▶ **Input**:

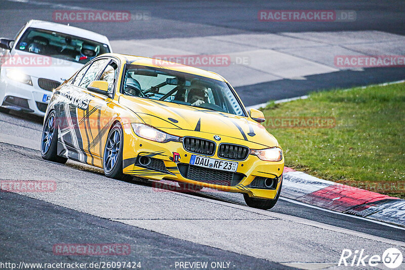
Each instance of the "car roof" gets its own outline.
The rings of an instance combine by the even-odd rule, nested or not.
[[[48,22],[46,21],[40,21],[39,20],[31,20],[27,23],[27,26],[44,30],[55,31],[80,37],[83,37],[87,39],[107,44],[111,48],[108,39],[107,38],[107,37],[105,35],[98,34],[92,31],[89,31],[88,30],[75,27],[74,26],[62,24],[61,23]]]
[[[192,74],[202,77],[206,77],[221,81],[226,82],[222,76],[212,71],[208,71],[199,68],[186,66],[177,63],[169,61],[143,57],[132,55],[124,55],[120,54],[110,53],[102,55],[103,56],[115,56],[119,58],[121,61],[127,64],[133,65],[139,65],[148,67],[153,67],[159,68],[164,68],[170,70],[174,70],[180,72]]]

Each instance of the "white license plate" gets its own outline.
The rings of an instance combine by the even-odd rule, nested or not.
[[[191,157],[190,159],[190,164],[210,169],[236,171],[238,163],[234,161],[225,161],[220,159],[191,155]]]

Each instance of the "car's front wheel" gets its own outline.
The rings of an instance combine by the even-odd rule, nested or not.
[[[257,199],[256,198],[252,198],[246,194],[244,193],[244,199],[246,204],[248,206],[253,207],[254,208],[262,209],[264,210],[268,210],[271,209],[275,205],[277,201],[278,200],[278,197],[280,197],[280,193],[281,191],[281,186],[282,185],[282,180],[280,183],[280,187],[278,188],[278,191],[277,192],[277,194],[275,197],[273,199]]]
[[[58,125],[56,114],[53,111],[48,114],[44,125],[41,140],[42,158],[50,161],[65,163],[66,158],[58,156]]]
[[[110,178],[123,179],[123,147],[124,135],[119,123],[112,127],[108,133],[103,156],[104,174]]]

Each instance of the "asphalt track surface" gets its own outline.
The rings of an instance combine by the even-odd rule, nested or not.
[[[27,20],[50,20],[52,10],[71,5],[147,11],[156,18],[153,24],[133,28],[111,23],[75,25],[112,40],[342,30],[405,34],[405,8],[398,1],[33,2],[0,1],[0,35],[12,37]],[[355,24],[273,26],[252,19],[260,9],[322,9],[355,10],[357,20]],[[249,105],[316,89],[398,80],[403,79],[403,73],[398,68],[341,71],[308,76],[305,81],[244,85],[237,91]],[[263,99],[252,95],[258,88],[272,90]],[[271,210],[258,210],[248,207],[239,194],[164,192],[139,179],[109,179],[100,170],[76,162],[45,161],[37,150],[42,121],[0,113],[0,179],[54,180],[58,187],[56,192],[48,194],[0,193],[0,262],[122,260],[117,256],[54,255],[53,245],[61,243],[129,243],[131,253],[124,260],[140,261],[146,269],[175,268],[176,261],[204,261],[229,262],[231,269],[287,268],[291,265],[333,268],[338,268],[344,248],[363,248],[368,254],[381,255],[387,248],[396,247],[405,254],[405,231],[399,228],[282,198]]]
[[[0,193],[0,261],[118,261],[123,256],[52,252],[60,243],[118,243],[131,245],[125,260],[146,269],[170,269],[179,261],[333,268],[343,248],[382,254],[405,247],[403,229],[282,198],[271,210],[258,210],[237,194],[169,192],[170,183],[158,190],[139,179],[108,178],[77,162],[46,161],[37,150],[42,121],[0,113],[0,179],[57,183],[52,193]]]

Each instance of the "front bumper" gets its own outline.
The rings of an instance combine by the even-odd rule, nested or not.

▶ **Task instructions**:
How many lines in the items above contain the word "gets"? Reply with the number alone.

▶ **Solution to the problem**:
5